▶ _Details zur Aufgabe_: Gib aus dem Auszug über Kinderarmut unten alles von „Arme Kinder schämen“ bis hinunter zu „Arbeitsmarkt den Anschluss.“ wortgetreu aus.

▶ _Ausgewählter Auszug_:

Arme Kinder schämen sich
Woche der Armut: Viele Familien kommen am Monatsende kaum mehr über die Runden
- Jedes fünfte Kind in Deutschland lebt in Armut. Im Kreis Tuttlingen gibt es rund 2000 Kinder und Jugendliche unter 18 Jahren, die im Hartz-IV-Bezug sind. Manche kommen hungrig in die Schule oder tragen Kleidung, die der Witterung nicht entspricht. Sie können an Angeboten, wie Landschulheimaufenthalten, nicht teilnehmen oder bestimmte Schulbücher nicht kaufen. Sie schämen sich, ziehen sich zurück oder erleben Ausgrenzung durch andere Kinder. Sie haben Probleme in der Schule und verlieren später auf dem Arbeitsmarkt den Anschluss.

▶ _Material_:

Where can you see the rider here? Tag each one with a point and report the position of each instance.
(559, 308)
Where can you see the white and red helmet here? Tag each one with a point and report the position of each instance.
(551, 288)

▶ _Ergebnis der Aufgabe_:
Arme Kinder schämen sich
Woche der Armut: Viele Familien kommen am Monatsende kaum mehr über die Runden
- Jedes fünfte Kind in Deutschland lebt in Armut. Im Kreis Tuttlingen gibt es rund 2000 Kinder und Jugendliche unter 18 Jahren, die im Hartz-IV-Bezug sind. Manche kommen hungrig in die Schule oder tragen Kleidung, die der Witterung nicht entspricht. Sie können an Angeboten, wie Landschulheimaufenthalten, nicht teilnehmen oder bestimmte Schulbücher nicht kaufen. Sie schämen sich, ziehen sich zurück oder erleben Ausgrenzung durch andere Kinder. Sie haben Probleme in der Schule und verlieren später auf dem Arbeitsmarkt den Anschluss.